— Recorded information —
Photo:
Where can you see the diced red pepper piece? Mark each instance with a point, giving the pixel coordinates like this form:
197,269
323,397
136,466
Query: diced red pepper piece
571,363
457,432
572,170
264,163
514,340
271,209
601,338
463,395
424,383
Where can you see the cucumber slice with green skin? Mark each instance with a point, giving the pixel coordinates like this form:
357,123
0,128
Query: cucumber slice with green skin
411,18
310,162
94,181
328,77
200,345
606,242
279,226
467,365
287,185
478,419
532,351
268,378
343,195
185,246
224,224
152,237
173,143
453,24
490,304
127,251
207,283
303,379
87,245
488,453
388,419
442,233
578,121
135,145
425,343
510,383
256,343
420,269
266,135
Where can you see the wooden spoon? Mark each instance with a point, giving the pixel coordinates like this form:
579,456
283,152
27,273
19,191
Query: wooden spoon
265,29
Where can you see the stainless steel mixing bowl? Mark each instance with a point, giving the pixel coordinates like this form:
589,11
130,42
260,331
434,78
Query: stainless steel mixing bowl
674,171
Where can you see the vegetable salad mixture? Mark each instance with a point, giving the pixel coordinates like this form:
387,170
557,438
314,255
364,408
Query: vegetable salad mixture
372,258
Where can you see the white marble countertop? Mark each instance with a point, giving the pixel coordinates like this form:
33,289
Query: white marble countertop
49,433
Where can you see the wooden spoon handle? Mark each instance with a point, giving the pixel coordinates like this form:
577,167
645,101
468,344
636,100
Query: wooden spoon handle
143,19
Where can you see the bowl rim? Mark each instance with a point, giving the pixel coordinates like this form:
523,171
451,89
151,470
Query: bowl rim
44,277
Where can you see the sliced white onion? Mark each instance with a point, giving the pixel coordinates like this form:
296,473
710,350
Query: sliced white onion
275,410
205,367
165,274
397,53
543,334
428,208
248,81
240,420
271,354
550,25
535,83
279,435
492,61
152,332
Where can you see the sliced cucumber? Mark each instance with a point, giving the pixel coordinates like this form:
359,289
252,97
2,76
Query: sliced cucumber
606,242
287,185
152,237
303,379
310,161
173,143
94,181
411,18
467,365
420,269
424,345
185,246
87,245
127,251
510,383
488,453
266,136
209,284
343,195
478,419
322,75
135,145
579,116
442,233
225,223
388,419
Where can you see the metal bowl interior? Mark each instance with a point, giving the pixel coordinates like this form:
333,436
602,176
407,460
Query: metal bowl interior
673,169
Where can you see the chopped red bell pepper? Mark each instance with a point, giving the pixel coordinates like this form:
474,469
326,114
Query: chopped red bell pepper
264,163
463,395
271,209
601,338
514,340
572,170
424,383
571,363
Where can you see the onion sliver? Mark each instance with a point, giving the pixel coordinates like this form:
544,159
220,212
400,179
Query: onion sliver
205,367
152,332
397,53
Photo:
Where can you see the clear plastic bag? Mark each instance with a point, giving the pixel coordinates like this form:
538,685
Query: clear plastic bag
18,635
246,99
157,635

— Description of the task —
Reproduce the data in its entirety, matching each character.

— Full answer —
Photo:
Where can you see the diced red pepper piece? Mark each instance with a point, giving the pixel coordinates like this form:
197,269
323,397
136,466
Query: diced red pepper piece
571,363
457,432
572,170
264,163
514,340
271,209
601,338
463,395
424,383
Where can you see the cucumber slice with green skin? Mark each instance with a point, giving the pixel coordinates like this form:
357,123
0,128
Query: cucumber slice with green skin
411,18
310,162
94,181
328,77
200,345
606,242
279,226
467,365
287,185
478,419
532,351
268,378
343,195
185,246
224,224
152,237
173,143
453,24
490,304
127,251
207,283
303,379
87,245
488,453
388,419
442,233
578,121
135,145
425,343
510,383
256,343
420,269
266,135
Where can you see the wooden spoon? Mark each instance with a point, giving the pixel coordinates like this form:
579,456
283,152
27,273
19,191
Query: wooden spoon
265,29
Where can you see the stainless steel mixing bowl? Mark each instance with a point, giving the pixel coordinates like this form:
589,11
130,42
260,331
434,78
Query: stainless steel mixing bowl
674,171
Where can you see the vegetable salad mixture? Mark each instance with a point, giving the pixel coordinates like this form:
387,170
557,438
314,255
364,408
Query: vegetable salad mixture
372,258
Where can you see the white marble countertop? Mark each instance with a point, giving the pixel coordinates like this form:
33,289
Query: white marble countertop
49,433
Where can you see the wooden spoon handle? Mark each instance with a point, giving the pixel coordinates like this form:
577,167
645,101
468,344
636,100
Query: wooden spoon handle
143,19
Where can you see the bowl rim? Mark each instance with a point, giving the pixel coordinates like this form:
523,171
451,89
151,470
Query: bowl rim
44,277
Where can you see the sliced white onion? Mark each instance with a point, giving the pixel coordinates like this form:
296,473
710,350
Query: sliced white onion
275,410
205,367
165,274
397,53
543,334
428,208
248,81
240,420
271,354
550,25
535,83
279,435
492,61
152,332
Where can you see the sliced cucumber? Mark each instance with a point, giving the pixel coordinates like this form:
359,289
252,97
2,76
Query: sliced cucumber
606,242
287,185
152,237
303,379
310,161
173,143
94,181
411,18
467,365
420,269
424,345
185,246
87,245
127,251
510,383
488,453
266,136
209,284
343,195
478,419
322,75
135,145
579,116
442,233
225,223
388,419
Where can you see the metal bowl interior? Mark each instance with a point, giving the pixel coordinates like this form:
333,436
602,176
407,460
Query: metal bowl interior
673,169
Where can you see the chopped red bell pepper? Mark each instance with a point, giving the pixel coordinates like this form:
474,469
326,114
Query: chopped red bell pepper
264,163
463,395
271,209
601,338
514,340
572,170
424,383
571,363
Where can you see the onion sliver? Mark each instance with a point, giving the pixel coordinates like this form:
544,159
220,212
400,179
Query: onion sliver
205,367
152,332
397,53
Photo:
Where can you see the clear plastic bag? Mark each instance with a point, giving the pixel coordinates like this form:
538,685
Query: clear plastic bag
18,635
246,99
157,635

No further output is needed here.